BRANO PROPOSTO:
──────────────────────────────

L’affluenza percentuale alle urne negli Stati Uniti può essere misurata in due modi diversi: il primo consiste nel calcolare la percentuale dei votanti sul totale degli elettori potenziali, che è il numero di cittadini che avrebbero diritto, se si registrassero come elettori, di andare a votare; il secondo è la percentuale di votanti sul totale degli elettori registrati, che è il numero di cittadini che possono effettivamente andare a votare in quel momento. Come mostra la tabella IV, il primo tipo di affluenza, che chiamaremo potenziale, è abbastanza lontano dalle affluenze tipiche delle elezioni italiane, ma il secondo tipo di affluenza, che chiameremo effettiva, è molto più vicino ai risultati nostri. Ricordiamo che in Italia non c’è questa differenza, perché normalmente gli elettori ricevono la tessera elettorale a casa in tempo e possono quindi recarsi direttamente a votare.
Anno | 1984 | 1988 | 1992 | 1996 | 2000 | 2004 | 2008 |
Affl.pot. | 53,1 | 50,2 | 55,2 | 49,0 | 50,4 | 56,2 | 58,3 |
Affl.eff. | 74,6 | 72,5 | 78,1 | 66,4 | 67,1 | 72,9 | 74,4 |
Tabella IV. Affluenze percentuali, potenziale ed effettiva, nelle primarie presidenziali dal 1984 ad oggi. La fonte usata per i calcoli è [DR1].

──────────────────────────────

Estratti di dati per l'etichettatura delle posizioni:
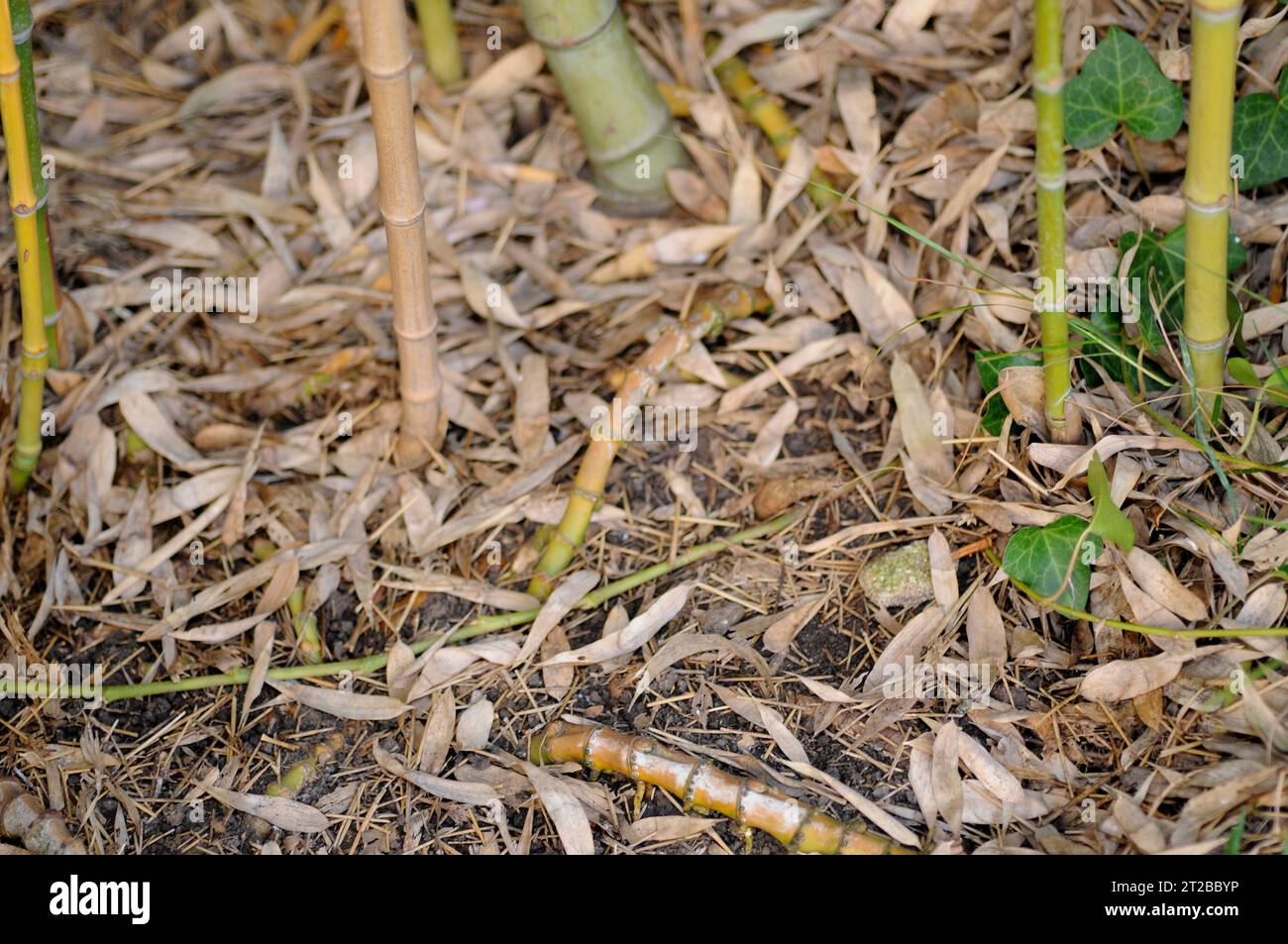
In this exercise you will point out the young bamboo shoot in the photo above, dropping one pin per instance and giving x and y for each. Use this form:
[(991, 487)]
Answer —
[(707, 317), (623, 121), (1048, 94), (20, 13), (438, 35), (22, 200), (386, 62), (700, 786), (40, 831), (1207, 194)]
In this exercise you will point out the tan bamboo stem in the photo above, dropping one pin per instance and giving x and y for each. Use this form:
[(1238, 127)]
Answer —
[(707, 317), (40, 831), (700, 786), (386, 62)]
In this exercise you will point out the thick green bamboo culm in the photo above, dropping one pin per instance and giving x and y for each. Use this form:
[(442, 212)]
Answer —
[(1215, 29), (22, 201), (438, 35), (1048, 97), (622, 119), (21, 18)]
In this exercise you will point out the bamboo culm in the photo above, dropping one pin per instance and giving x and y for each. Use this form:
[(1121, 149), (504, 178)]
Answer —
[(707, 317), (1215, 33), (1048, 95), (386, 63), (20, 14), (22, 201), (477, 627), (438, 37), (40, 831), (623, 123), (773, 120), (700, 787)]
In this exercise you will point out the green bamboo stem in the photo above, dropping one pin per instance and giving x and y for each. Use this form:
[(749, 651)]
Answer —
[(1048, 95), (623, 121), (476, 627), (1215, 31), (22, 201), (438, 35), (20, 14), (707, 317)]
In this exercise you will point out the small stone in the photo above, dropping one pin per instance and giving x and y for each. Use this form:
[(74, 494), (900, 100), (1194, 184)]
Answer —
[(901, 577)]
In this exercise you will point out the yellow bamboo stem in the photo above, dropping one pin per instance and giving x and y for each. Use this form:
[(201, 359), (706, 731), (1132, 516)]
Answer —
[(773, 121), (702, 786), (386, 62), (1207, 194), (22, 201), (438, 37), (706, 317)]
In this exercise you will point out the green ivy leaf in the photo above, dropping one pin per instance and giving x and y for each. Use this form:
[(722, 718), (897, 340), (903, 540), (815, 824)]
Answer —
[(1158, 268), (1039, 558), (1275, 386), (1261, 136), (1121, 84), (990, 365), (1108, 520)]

──────────────────────────────

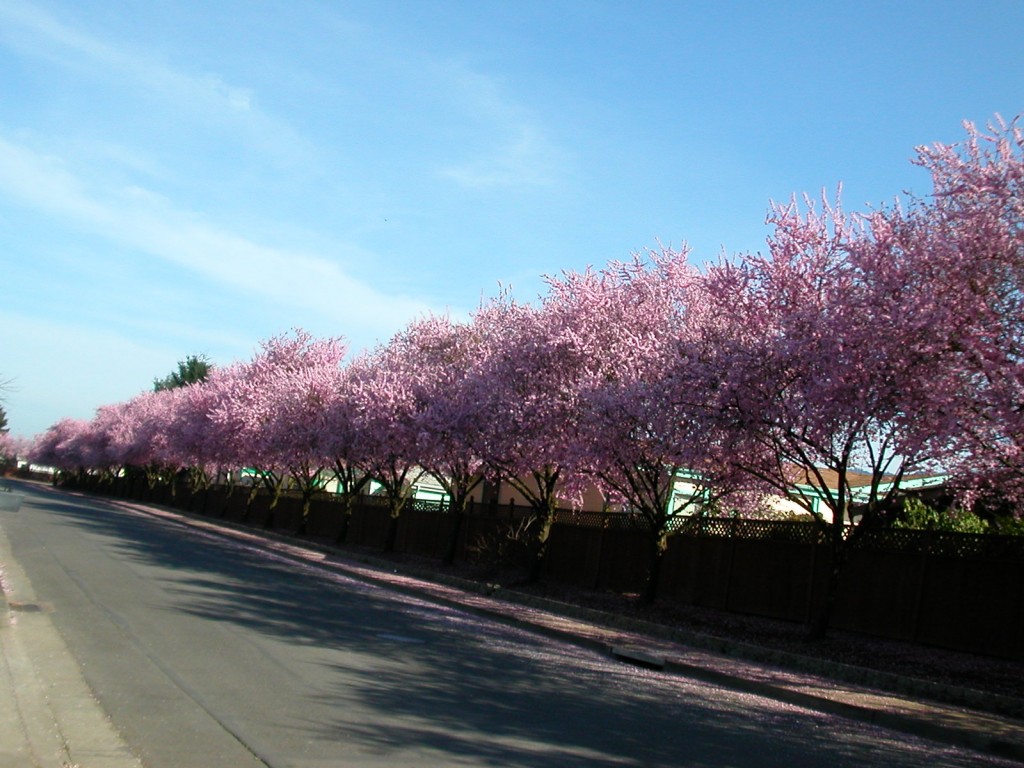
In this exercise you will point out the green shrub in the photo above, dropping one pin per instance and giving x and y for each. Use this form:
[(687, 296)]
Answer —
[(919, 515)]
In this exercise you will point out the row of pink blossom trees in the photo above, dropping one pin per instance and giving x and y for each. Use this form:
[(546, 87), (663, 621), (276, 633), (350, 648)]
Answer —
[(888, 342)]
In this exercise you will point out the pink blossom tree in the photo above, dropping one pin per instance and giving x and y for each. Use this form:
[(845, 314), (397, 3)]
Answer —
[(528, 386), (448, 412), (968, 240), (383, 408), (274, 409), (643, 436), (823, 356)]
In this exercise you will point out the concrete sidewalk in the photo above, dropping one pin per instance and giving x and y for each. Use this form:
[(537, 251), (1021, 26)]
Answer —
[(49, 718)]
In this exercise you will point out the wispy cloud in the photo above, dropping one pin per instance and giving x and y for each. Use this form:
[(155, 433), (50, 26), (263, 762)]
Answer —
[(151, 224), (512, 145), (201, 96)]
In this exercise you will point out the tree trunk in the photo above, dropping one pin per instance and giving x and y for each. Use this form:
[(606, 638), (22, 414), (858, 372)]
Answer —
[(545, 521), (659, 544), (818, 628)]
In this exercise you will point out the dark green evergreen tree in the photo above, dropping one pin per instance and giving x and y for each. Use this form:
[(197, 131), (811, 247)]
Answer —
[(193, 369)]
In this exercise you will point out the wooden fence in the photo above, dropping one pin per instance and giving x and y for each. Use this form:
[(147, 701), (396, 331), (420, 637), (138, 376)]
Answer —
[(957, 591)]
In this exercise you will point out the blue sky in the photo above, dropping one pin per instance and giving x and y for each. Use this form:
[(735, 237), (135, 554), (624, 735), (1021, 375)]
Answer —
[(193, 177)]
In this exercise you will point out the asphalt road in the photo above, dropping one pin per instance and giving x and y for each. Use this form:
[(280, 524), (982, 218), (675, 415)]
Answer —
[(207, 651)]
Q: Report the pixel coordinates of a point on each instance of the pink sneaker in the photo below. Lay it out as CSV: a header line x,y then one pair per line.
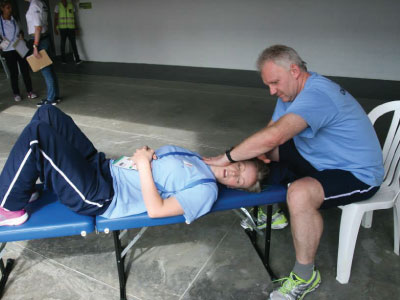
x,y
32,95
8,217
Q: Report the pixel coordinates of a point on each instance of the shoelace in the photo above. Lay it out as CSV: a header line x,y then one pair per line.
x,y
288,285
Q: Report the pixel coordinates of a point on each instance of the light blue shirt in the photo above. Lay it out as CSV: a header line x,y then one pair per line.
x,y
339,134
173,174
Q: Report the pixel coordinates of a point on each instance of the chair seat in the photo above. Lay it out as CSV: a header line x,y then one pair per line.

──────────────────────────────

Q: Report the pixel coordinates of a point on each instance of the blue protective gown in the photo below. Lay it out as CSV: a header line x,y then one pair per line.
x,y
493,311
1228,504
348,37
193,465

──────────────────────────────

COMPITI ASSEGNATI:
1. Secondo il brano sull'affluenza alle urne negli Stati Uniti, perché in Italia non esiste la differenza tra i due tipi di affluenza?
2. Estrai dai record, riga per riga e senza modifiche, il tratto che va dalla riga contenente "In this exercise you will point out the young" fino alla riga contenente "120), (700, 787)]", entrambe incluse.

RISPOSTE SCRITTE:
1. Perché normalmente gli elettori ricevono in tempo la tessera elettorale a casa e possono quindi recarsi direttamente a votare.

2.
In this exercise you will point out the young bamboo shoot in the photo above, dropping one pin per instance and giving x and y for each. Use this form:
[(991, 487)]
Answer —
[(707, 317), (623, 121), (1048, 94), (20, 13), (438, 35), (22, 200), (386, 62), (700, 786), (40, 831), (1207, 194)]
In this exercise you will point out the tan bamboo stem in the photo above, dropping one pin per instance and giving x and y for each. Use this form:
[(1238, 127)]
Answer —
[(707, 317), (40, 831), (700, 786), (386, 62)]
In this exercise you will point out the thick green bamboo culm in the photo above, dropping one pin per instance and giving x and y for each. Use this form:
[(442, 212)]
Answer —
[(1215, 29), (22, 201), (438, 35), (1048, 97), (622, 119), (21, 18)]
In this exercise you will point out the bamboo culm in the photo above, dropping one pin per instance and giving x and y for each. Use this form:
[(1121, 149), (504, 178)]
Answer —
[(707, 317), (1215, 33), (1048, 95), (386, 63), (20, 14), (22, 201), (477, 627), (438, 37), (40, 831), (623, 123), (773, 120), (700, 787)]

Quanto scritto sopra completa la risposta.